* _TEXT SHOWN_:
If Serbia and its leader Vučić were at least somewhat left alone by the world media for “rigid measures,” they were nevertheless retained as a leitmotif for another story. Thanks to China, which was the first to send necessary medical supplies to Serbia (the one around which EU member states scrambled), Vučić became an example of China’s sudden “soft” influx on European soil, through so-called Corona diplomacy. Serbia and its president have become stars of innumerable “analysis” in the Western media, with one and the same conclusion – they are the best example of how China is trying to “wash its hands” from the responsibility for spreading the virus worldwide. China’s medical support to Serbia, however, is minor in comparison to the one that went to the heart of the EU, Italy and France above all, it is incomparably smaller than the one that arrived in New York from Russia. However, we should ignore such similar pamphlets, shaped by inertia that has long held Serbia as a Russian or Chinese “asset” in the middle of Europe. Because pandemic will change many things, including this one.
In the course of the virus crisis, Aleksandar Vučić has shown strong leadership qualities. He had a clear vision at the beginning (prevent casualties), had a clear strategy to implement that vision (measures to combat the epidemic, crisis staffs…) had knowledge (health experts), had money (saved over the past years through strengthening public finance). And most important to our story, he had allies on all sides of the world. That’s why his first aid came from China and then from the European Union, a little later from Russia and the US. The Guardian is one of the few who “does not cling” to the story of Serbia as a Chinese Trojan in the middle of Europe, but shrewdly concludes that Vučić’s Serbia has positioned itself as a bachelorette for whose hand the world’s greatest players compete.

* _BRIEF_: Retype the passage about Serbia's pandemic diplomacy word for word, from "In the course" up to and including "greatest players compete.".

* _DATASET_:
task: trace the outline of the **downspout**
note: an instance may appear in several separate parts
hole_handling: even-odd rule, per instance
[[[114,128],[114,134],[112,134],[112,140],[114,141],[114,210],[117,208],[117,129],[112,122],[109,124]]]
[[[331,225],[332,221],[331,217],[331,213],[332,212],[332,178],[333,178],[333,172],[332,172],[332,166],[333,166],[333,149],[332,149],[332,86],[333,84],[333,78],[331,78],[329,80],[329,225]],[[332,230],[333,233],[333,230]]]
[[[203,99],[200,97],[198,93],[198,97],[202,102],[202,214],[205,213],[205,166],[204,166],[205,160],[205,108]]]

* _ANSWER TO THE PROBLEM_:
In the course of the virus crisis, Aleksandar Vučić has shown strong leadership qualities. He had a clear vision at the beginning (prevent casualties), had a clear strategy to implement that vision (measures to combat the epidemic, crisis staffs…) had knowledge (health experts), had money (saved over the past years through strengthening public finance). And most important to our story, he had allies on all sides of the world. That’s why his first aid came from China and then from the European Union, a little later from Russia and the US. The Guardian is one of the few who “does not cling” to the story of Serbia as a Chinese Trojan in the middle of Europe, but shrewdly concludes that Vučić’s Serbia has positioned itself as a bachelorette for whose hand the world’s greatest players compete.